◆ **What the task requires**: The reply should hold every line of the data below, unchanged, and none of the pictures.

◆ **Records for this exercise**:

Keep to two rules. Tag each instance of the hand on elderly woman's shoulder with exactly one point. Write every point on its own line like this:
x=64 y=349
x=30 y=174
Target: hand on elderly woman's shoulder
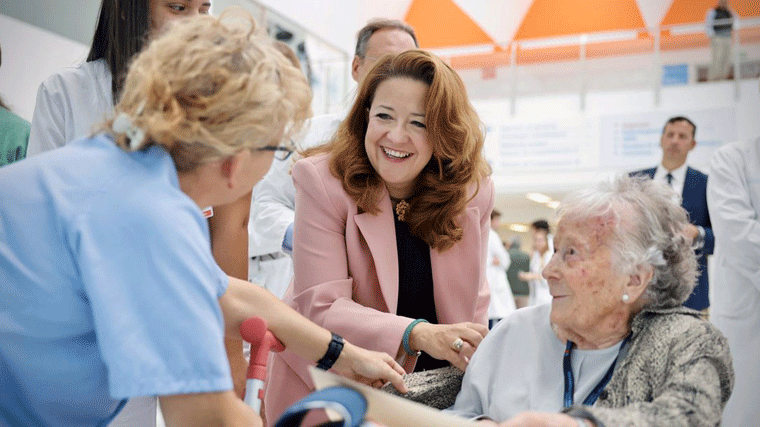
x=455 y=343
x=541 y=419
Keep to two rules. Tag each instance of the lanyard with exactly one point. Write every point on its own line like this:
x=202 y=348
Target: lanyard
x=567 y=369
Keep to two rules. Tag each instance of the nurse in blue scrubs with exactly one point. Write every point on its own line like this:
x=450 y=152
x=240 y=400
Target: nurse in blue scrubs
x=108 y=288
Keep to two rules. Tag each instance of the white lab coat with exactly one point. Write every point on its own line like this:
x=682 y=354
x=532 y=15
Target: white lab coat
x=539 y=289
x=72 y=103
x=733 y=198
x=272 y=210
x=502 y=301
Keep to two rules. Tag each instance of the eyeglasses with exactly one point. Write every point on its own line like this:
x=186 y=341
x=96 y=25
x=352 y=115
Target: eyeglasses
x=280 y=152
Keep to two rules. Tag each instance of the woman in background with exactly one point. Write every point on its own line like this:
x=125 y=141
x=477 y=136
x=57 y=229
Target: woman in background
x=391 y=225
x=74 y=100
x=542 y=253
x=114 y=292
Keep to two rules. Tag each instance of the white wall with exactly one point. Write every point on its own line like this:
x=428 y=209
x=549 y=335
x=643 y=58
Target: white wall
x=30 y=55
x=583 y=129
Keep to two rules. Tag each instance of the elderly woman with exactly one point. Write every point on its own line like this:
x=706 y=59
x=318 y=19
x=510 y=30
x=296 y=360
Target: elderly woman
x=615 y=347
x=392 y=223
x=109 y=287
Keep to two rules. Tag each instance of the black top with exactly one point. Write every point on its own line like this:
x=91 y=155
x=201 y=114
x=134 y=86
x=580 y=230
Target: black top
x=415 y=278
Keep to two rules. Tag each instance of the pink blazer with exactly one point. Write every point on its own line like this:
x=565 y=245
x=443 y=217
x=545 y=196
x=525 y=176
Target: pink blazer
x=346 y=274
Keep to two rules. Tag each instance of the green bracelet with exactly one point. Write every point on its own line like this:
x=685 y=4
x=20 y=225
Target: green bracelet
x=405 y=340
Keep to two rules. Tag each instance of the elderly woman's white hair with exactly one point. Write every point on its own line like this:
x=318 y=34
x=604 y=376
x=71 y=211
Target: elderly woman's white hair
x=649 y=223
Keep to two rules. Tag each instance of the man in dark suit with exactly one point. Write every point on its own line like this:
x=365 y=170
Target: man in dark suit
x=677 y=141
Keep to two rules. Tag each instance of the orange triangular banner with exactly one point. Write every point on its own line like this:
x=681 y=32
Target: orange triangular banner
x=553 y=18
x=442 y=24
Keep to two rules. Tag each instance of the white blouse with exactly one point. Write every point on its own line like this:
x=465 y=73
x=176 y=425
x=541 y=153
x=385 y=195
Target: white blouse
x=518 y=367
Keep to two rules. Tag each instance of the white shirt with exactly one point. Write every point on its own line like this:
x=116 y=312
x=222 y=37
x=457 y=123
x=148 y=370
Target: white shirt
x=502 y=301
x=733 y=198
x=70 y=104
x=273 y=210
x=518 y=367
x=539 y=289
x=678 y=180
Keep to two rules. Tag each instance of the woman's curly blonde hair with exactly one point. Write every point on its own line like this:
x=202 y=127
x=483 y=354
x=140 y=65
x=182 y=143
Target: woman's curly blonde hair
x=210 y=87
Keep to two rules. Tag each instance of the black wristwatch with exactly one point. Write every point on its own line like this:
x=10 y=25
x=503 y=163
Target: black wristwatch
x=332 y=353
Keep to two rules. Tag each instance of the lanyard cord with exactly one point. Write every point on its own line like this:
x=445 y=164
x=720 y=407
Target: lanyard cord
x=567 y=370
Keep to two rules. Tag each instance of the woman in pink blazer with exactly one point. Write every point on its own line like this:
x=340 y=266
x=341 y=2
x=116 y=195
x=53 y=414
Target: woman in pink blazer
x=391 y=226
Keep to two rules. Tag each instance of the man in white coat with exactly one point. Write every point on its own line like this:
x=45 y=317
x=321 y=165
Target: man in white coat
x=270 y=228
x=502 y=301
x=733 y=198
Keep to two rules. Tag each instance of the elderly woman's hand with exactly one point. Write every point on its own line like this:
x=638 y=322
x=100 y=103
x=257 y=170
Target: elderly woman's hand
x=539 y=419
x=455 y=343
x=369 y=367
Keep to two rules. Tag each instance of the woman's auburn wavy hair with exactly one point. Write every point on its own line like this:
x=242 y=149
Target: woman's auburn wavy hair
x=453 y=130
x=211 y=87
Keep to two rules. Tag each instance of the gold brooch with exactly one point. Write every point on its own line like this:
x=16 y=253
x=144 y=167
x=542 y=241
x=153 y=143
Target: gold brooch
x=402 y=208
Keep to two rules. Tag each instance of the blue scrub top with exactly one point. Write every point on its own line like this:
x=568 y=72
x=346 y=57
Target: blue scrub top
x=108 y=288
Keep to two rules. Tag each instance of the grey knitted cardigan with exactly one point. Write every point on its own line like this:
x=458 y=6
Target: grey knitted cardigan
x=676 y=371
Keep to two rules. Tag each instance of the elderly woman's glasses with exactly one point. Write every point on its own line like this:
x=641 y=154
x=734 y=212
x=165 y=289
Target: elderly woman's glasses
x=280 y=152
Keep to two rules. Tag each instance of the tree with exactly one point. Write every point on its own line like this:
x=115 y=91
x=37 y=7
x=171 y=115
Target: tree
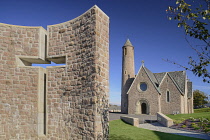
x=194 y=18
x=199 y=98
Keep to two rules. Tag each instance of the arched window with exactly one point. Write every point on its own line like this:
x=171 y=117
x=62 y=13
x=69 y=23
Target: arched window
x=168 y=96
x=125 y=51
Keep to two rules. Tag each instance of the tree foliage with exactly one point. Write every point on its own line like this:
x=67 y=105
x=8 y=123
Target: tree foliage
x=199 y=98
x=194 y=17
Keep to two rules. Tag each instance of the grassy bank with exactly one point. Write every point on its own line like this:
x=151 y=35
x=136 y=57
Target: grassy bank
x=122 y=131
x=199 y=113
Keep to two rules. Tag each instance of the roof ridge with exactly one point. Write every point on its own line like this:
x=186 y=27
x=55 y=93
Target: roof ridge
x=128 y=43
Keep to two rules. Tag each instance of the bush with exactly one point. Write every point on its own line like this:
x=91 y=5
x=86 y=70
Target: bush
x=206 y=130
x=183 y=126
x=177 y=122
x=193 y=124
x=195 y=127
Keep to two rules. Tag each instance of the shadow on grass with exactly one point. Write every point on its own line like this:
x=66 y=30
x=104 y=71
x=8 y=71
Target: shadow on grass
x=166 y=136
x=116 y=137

◆ **Answer space**:
Keep to two rules. Tag each instance of the hand on elderly woman's shoulder with exactly one point. Write every point on its own line like this:
x=64 y=349
x=30 y=174
Target: hand on elderly woman's shoulder
x=455 y=343
x=541 y=419
Keep to two rules. Tag each instance of the lanyard with exactly one point. Write every point on its own line like this:
x=202 y=348
Target: lanyard
x=567 y=369
Keep to two rules. Tag each instance of the nurse in blue scrubs with exactly one point. Write every point on its own line like this:
x=450 y=152
x=240 y=400
Target: nurse in blue scrubs
x=108 y=288
Keep to two rules. Tag each instance of the white lab coat with exactly one point. Write every point on its own line like this:
x=682 y=354
x=532 y=15
Target: white lab coat
x=539 y=289
x=72 y=103
x=733 y=198
x=272 y=210
x=502 y=301
Keep to two rules. Tag each instance of the eyeglasses with exactly one point. Write every point on its own line like this:
x=186 y=341
x=96 y=25
x=352 y=115
Target: eyeglasses
x=280 y=152
Keep to two rules. Tag each instance of the woman in background with exactly one point. Write every point on its own line like this:
x=125 y=141
x=477 y=136
x=57 y=229
Target: woman in background
x=391 y=225
x=74 y=100
x=542 y=253
x=114 y=292
Keep to two rules. Tag each instance of the white wall with exactly one point. Write every point on its own line like this:
x=428 y=209
x=549 y=335
x=643 y=58
Target: white wall
x=30 y=55
x=583 y=129
Keep to two rules. Tag each instance of the elderly woman with exactly one point. Write every point on its own line like this:
x=706 y=59
x=318 y=19
x=510 y=30
x=296 y=360
Target: elderly woman
x=615 y=347
x=392 y=223
x=109 y=287
Keep to two rules. Tag each instance of the black top with exactly one point. Write every point on its own line like this:
x=91 y=155
x=201 y=114
x=134 y=86
x=580 y=230
Target: black top
x=415 y=278
Keep to two rules. Tag each instance of the pink blazer with exactly one point. Write every point on its own line like this:
x=565 y=245
x=443 y=217
x=545 y=196
x=525 y=176
Target: pink blazer
x=346 y=274
Keep to two rules. Tag each instance of the green bracelet with exactly one point. Write every point on its own line like this:
x=685 y=4
x=20 y=225
Target: green bracelet
x=405 y=340
Keep to two rules. Tag each instance of the elderly woman's white hair with exactly one point. Write every point on its own line like this:
x=318 y=34
x=604 y=376
x=71 y=211
Target: elderly woman's white hair
x=649 y=223
Keep to two rules. Tag each instance of the man in dark suit with exactly one point. Write every point on its own line like this:
x=365 y=170
Target: man in dark suit
x=677 y=141
Keep to two rules. Tag each instance of the orange triangular banner with exactly one point. Write every point on its own line like this:
x=681 y=32
Target: orange triangular banner
x=553 y=18
x=442 y=24
Keep to two rules. Tag each instance of the white blouse with exactly one point. Write every point on its own line like this:
x=465 y=73
x=176 y=425
x=541 y=153
x=385 y=195
Target: white blouse
x=518 y=367
Keep to two rules. Tag each instance of the white shirt with exactly one point. Write every point on its own line like this:
x=116 y=312
x=222 y=37
x=457 y=123
x=148 y=370
Target: white shirt
x=502 y=301
x=733 y=198
x=70 y=104
x=273 y=210
x=518 y=367
x=539 y=289
x=678 y=180
Keep to two rules. Tag each instance of the woman's curly blonde hair with exactly one point. Write every point on its own line like this:
x=202 y=127
x=483 y=354
x=140 y=65
x=182 y=143
Target: woman's curly blonde hair
x=210 y=87
Keep to two rules. Tag each instance of the black wristwatch with exactly one point. Write every point on its own line like this:
x=10 y=25
x=503 y=163
Target: black wristwatch
x=332 y=353
Keep to two rules. Tag each instance of the lanyard cord with exactly one point. Write every point on its own line like this:
x=445 y=164
x=720 y=407
Target: lanyard cord
x=567 y=370
Keep to two rules. Tag each instance of the woman in pink blazer with exactly one point. Write every point on its own line like this:
x=340 y=266
x=341 y=2
x=116 y=195
x=53 y=414
Target: woman in pink blazer
x=391 y=226
Keep to two rules. Tag each instance of the man in white coat with exactly one point. Write every point on its own line like this:
x=45 y=317
x=321 y=165
Target: man in white coat
x=270 y=228
x=502 y=301
x=733 y=198
Keep to two rules. Tag each instance of the elderly woman's hand with exactly one point. Write every point on its own line like this:
x=638 y=322
x=100 y=103
x=257 y=170
Target: elderly woman's hand
x=539 y=419
x=455 y=343
x=369 y=367
Keep to two rules. Tag each instance of the woman's auburn wavy hair with exactly one point. Write every point on its own line like this:
x=242 y=149
Target: woman's auburn wavy hair
x=453 y=130
x=211 y=87
Keep to two rules. Tag each instance of the gold brooch with exactly one point. Write every point on its own line like this:
x=16 y=253
x=144 y=167
x=542 y=241
x=153 y=143
Target: gold brooch
x=402 y=208
Keep to two rules. Tag each instance of the blue scrub top with exactly one point. Write every point on its own line like this:
x=568 y=72
x=346 y=57
Target: blue scrub top
x=108 y=288
Keep to two rules. Tag each instance of the grey knitted cardigan with exactly one point. Write every point on its own line like this:
x=458 y=6
Target: grey knitted cardigan
x=676 y=371
Keep to two rules. Tag each instance of the elderly woman's glasses with exactly one point. Write every point on its own line like this:
x=641 y=154
x=734 y=212
x=165 y=289
Target: elderly woman's glasses
x=280 y=152
Keep to two rules. Tag each instance of the tree with exactly one point. Write every point on its own line like this:
x=115 y=91
x=37 y=7
x=171 y=115
Target: tree
x=194 y=18
x=199 y=98
Keep to two rules. Tag each instance of the arched window with exactly one point. Write every point on its own line like this:
x=171 y=117
x=62 y=13
x=69 y=23
Target: arched window
x=168 y=96
x=125 y=51
Keep to two rules. Tag each instance of the tree foliage with exactly one point. Write every point on its own line like this:
x=67 y=105
x=8 y=123
Target: tree foliage
x=199 y=98
x=194 y=17
Keep to two rules. Tag each instance of the grassy bank with exactly one point. Write every point on its own line like this:
x=151 y=35
x=136 y=57
Target: grassy bank
x=122 y=131
x=199 y=113
Keep to two rules. Tag each instance of the roof ridge with exactly one point. Write every point on its own line like this:
x=186 y=27
x=55 y=93
Target: roof ridge
x=128 y=43
Keep to two rules. Tag each instance of the bush with exactly one point. Write every point on its own line like this:
x=91 y=5
x=86 y=70
Target: bush
x=206 y=130
x=183 y=126
x=177 y=122
x=193 y=124
x=195 y=127
Keep to two rules. Tag each instance of the shadow on grass with exactly one point. Write every point on its own line like this:
x=66 y=30
x=104 y=71
x=8 y=71
Target: shadow on grass
x=166 y=136
x=116 y=137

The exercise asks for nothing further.